Every line from the one with "Query: dorsal fin" to the end of the data needs to be copied exactly, and no line before it.
▽
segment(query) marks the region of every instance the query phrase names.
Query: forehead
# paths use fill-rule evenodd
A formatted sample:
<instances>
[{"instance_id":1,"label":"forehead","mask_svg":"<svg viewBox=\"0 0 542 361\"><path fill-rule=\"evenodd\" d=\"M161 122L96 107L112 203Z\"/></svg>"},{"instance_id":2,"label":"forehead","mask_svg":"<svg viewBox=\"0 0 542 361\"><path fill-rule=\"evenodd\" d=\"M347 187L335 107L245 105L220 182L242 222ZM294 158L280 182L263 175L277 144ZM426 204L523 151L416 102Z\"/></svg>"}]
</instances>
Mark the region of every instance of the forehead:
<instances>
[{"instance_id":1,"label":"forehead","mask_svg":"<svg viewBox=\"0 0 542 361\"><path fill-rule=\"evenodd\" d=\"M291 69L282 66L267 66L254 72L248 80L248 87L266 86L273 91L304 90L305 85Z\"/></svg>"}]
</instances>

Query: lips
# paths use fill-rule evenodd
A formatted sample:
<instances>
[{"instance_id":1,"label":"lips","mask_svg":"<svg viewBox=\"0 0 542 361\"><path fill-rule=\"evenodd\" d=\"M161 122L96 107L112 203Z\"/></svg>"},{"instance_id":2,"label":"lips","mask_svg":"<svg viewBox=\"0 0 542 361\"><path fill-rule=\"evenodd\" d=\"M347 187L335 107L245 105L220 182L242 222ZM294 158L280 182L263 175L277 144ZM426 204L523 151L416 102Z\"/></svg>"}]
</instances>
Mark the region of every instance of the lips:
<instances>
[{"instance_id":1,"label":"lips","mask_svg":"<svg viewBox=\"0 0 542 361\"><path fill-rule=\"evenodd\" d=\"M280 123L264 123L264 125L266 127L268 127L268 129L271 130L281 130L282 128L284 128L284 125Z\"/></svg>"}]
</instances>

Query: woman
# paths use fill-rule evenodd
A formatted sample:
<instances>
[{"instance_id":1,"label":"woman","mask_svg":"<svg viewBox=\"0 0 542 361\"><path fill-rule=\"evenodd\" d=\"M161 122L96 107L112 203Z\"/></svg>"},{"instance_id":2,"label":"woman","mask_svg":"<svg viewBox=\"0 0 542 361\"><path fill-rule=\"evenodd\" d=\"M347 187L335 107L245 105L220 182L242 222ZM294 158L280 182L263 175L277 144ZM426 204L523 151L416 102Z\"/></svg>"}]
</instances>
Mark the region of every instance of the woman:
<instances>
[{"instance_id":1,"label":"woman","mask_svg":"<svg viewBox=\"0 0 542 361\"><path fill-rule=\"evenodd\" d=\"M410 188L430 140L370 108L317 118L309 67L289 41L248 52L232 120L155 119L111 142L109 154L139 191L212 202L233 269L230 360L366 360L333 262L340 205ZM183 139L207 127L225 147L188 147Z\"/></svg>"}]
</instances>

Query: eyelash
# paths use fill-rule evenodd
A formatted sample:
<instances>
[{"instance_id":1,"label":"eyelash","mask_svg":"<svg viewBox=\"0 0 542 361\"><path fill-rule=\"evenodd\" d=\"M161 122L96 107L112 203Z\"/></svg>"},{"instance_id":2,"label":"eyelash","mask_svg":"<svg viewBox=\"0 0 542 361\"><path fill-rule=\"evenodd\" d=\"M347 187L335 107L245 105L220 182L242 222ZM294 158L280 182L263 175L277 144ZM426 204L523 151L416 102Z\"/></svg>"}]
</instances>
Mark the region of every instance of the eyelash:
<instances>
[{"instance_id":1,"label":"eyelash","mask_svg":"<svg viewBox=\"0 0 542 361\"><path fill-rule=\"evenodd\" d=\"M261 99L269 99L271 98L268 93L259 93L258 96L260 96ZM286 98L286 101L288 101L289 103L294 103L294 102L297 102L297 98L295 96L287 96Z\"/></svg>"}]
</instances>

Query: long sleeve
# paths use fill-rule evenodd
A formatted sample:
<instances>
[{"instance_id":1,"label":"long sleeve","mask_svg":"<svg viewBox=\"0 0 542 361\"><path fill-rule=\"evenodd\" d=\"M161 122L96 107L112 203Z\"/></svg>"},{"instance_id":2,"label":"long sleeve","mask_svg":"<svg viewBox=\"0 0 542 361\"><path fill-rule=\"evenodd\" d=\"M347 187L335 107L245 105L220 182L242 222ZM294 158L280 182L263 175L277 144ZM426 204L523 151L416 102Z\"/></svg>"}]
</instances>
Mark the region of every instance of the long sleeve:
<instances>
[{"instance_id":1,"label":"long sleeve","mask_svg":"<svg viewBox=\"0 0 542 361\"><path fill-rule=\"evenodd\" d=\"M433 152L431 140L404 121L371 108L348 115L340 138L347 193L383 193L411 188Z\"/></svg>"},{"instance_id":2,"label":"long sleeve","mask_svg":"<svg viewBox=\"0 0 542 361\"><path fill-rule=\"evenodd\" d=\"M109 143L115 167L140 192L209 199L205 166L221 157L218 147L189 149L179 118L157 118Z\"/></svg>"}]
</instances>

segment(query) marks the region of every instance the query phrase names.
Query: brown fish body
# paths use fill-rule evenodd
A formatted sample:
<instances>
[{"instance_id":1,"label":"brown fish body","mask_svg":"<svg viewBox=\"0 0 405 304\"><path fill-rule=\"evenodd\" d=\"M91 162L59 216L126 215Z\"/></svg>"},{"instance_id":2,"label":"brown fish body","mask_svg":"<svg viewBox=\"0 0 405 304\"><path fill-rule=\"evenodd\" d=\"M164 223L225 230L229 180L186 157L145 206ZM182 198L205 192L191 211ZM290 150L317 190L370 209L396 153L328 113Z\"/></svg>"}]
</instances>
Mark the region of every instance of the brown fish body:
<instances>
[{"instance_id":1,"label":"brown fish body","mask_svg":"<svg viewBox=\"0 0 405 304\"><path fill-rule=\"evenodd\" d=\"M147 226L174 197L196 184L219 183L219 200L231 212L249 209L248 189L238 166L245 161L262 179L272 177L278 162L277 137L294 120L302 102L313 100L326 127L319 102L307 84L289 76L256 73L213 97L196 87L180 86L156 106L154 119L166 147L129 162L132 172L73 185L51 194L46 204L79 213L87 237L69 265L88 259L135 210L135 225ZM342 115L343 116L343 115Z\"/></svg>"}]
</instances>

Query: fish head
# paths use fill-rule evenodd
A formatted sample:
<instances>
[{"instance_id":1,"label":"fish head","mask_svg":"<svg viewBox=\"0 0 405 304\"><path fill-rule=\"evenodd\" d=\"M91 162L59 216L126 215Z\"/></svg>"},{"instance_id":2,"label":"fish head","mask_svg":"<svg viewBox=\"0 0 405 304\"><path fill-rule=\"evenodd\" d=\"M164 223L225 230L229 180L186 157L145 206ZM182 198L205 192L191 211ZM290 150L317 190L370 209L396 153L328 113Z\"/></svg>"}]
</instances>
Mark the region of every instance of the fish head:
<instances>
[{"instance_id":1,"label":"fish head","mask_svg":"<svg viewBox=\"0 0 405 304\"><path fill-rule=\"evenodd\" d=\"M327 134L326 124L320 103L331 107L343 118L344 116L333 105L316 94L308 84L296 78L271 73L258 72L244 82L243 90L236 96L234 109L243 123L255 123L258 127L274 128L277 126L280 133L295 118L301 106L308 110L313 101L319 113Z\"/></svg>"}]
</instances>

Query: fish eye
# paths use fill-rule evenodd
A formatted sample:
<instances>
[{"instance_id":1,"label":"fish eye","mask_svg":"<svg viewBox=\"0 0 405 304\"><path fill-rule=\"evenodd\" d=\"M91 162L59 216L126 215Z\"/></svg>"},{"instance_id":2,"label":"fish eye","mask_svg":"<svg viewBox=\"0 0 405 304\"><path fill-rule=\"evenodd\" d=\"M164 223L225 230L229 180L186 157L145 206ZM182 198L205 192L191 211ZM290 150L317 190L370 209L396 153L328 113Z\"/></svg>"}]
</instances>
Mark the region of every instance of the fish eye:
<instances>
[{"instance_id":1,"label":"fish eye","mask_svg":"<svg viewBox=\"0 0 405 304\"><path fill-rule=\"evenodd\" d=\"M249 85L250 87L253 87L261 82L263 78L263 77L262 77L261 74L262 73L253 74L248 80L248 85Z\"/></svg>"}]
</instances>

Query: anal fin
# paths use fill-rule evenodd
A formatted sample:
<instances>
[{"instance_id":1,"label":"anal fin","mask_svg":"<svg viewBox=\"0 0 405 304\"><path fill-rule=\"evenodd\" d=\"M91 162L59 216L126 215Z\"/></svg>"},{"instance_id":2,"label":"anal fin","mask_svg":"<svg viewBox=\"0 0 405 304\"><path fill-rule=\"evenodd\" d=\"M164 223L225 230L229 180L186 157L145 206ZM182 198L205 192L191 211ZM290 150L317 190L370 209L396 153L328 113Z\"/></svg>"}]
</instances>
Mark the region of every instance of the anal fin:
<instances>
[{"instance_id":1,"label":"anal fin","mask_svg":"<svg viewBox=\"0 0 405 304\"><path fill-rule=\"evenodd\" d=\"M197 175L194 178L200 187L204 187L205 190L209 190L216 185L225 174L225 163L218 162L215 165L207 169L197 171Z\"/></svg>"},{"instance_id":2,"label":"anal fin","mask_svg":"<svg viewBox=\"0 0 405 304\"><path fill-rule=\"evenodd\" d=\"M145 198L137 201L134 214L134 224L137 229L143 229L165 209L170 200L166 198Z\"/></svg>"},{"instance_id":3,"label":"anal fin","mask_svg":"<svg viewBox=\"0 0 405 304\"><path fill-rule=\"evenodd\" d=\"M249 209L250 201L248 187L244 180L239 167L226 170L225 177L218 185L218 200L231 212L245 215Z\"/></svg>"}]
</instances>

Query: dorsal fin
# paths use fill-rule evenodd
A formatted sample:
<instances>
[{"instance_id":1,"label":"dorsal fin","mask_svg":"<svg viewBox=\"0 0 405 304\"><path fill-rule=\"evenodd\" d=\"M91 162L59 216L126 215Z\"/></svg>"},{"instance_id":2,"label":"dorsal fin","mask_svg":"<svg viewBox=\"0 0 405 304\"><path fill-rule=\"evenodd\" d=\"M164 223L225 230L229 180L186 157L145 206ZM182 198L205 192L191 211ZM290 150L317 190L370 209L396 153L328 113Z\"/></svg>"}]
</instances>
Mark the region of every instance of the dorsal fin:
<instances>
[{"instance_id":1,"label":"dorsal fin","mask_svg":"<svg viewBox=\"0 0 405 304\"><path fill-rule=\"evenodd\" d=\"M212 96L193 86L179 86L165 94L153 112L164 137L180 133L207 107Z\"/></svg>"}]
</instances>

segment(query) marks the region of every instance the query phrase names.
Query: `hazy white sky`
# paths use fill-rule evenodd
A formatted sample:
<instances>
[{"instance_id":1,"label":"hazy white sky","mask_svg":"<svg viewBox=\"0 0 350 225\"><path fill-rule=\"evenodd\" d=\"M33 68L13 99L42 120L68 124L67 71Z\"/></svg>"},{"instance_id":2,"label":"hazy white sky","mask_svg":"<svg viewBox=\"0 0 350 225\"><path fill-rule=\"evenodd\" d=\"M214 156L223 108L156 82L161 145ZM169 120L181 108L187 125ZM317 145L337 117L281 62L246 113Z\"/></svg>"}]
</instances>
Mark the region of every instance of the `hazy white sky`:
△
- [Full output]:
Query: dorsal fin
# paths use fill-rule evenodd
A formatted sample:
<instances>
[{"instance_id":1,"label":"dorsal fin","mask_svg":"<svg viewBox=\"0 0 405 304\"><path fill-rule=\"evenodd\" d=\"M91 162L59 216L126 215Z\"/></svg>"},{"instance_id":2,"label":"dorsal fin","mask_svg":"<svg viewBox=\"0 0 405 304\"><path fill-rule=\"evenodd\" d=\"M164 223L225 230L229 180L186 157L145 206ZM182 198L205 192L191 211ZM290 150L317 190L370 209L396 153L328 113Z\"/></svg>"}]
</instances>
Mark the region of every instance of the dorsal fin:
<instances>
[{"instance_id":1,"label":"dorsal fin","mask_svg":"<svg viewBox=\"0 0 405 304\"><path fill-rule=\"evenodd\" d=\"M212 96L193 86L179 86L165 94L153 112L164 137L180 133L207 107Z\"/></svg>"}]
</instances>

segment(query) marks the region of every instance the query phrase names.
Query: `hazy white sky`
# paths use fill-rule evenodd
A formatted sample:
<instances>
[{"instance_id":1,"label":"hazy white sky","mask_svg":"<svg viewBox=\"0 0 350 225\"><path fill-rule=\"evenodd\" d=\"M33 68L13 99L42 120L68 124L67 71Z\"/></svg>"},{"instance_id":2,"label":"hazy white sky","mask_svg":"<svg viewBox=\"0 0 350 225\"><path fill-rule=\"evenodd\" d=\"M214 156L223 108L156 82L161 145ZM169 120L181 108L187 125ZM317 145L337 117L281 62L246 113Z\"/></svg>"}]
</instances>
Mark the region of every instance of the `hazy white sky`:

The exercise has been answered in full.